# [Exercise details]
Scale the rows below, from the line containing "Could you spot the city" down to the line containing "(1194, 684)", both included. Copy every line in that span, requests included, but multiply each coordinate in the answers by 2.15 and round it to a whole number, with halves rounding up.

# [Records for this task]
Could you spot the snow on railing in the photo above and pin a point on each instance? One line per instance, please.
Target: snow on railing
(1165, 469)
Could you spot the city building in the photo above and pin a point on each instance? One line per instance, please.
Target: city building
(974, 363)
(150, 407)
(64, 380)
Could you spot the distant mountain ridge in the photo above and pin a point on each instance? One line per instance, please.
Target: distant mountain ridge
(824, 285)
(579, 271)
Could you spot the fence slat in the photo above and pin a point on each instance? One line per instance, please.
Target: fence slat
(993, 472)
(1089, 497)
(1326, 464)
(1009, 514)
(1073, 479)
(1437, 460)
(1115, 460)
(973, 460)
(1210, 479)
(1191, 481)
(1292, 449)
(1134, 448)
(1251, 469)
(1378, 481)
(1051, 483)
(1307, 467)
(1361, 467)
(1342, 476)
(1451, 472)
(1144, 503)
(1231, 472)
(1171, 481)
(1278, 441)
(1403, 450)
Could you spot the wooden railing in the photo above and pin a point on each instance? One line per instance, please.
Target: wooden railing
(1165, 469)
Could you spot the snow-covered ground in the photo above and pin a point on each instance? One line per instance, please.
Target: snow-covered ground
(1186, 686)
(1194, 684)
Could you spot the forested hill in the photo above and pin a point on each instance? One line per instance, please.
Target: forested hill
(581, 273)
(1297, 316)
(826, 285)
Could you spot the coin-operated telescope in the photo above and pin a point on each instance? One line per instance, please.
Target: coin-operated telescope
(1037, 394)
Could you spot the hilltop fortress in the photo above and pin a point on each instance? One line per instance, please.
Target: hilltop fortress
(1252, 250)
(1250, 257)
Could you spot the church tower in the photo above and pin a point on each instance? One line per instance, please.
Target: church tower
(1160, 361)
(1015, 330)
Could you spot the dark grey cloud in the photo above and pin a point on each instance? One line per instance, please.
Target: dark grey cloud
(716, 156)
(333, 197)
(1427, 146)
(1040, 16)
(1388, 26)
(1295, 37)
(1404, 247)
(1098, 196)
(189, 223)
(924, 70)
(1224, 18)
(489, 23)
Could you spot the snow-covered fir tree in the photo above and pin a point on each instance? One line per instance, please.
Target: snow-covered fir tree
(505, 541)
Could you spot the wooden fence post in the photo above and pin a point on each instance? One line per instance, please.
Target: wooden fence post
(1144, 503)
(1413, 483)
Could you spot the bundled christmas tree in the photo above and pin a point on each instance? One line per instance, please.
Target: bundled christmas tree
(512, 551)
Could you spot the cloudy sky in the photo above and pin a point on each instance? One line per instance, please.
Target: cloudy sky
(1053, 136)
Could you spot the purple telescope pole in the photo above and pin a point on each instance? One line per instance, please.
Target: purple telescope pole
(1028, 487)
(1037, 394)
==
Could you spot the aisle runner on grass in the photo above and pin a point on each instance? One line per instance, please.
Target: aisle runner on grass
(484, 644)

# [Output of the task]
Could you spot the city building in the photo above and pin a point on each instance? One line per instance, please.
Target: city building
(2094, 780)
(323, 875)
(138, 817)
Could you spot the distant mountain ridge in the photo above and pin a point on each instance? One line per instance, please.
Target: distant mountain ridge
(1772, 613)
(1245, 583)
Could you spot the fence slat in the photo above and pin a point on each instance? One line per instance, please.
Target: fence slat
(2135, 1015)
(2341, 1069)
(2851, 998)
(2169, 1105)
(2307, 1030)
(3090, 989)
(2397, 989)
(2092, 989)
(2602, 1030)
(2561, 1034)
(2778, 965)
(2438, 963)
(2690, 1008)
(2963, 1034)
(2260, 1038)
(2810, 1004)
(2926, 1004)
(2885, 1023)
(3120, 1015)
(2460, 1081)
(2647, 1015)
(2518, 1034)
(2748, 948)
(3016, 968)
Could you spot the wooden railing in the photo above and pin a point on each instance? One line per instance, please.
Target: wooden railing
(2505, 1008)
Could you spot the snow-covered ground in the photo above and pin a point on each instance? One line per instance, please.
Target: snow-covered ground
(2550, 1475)
(2567, 1471)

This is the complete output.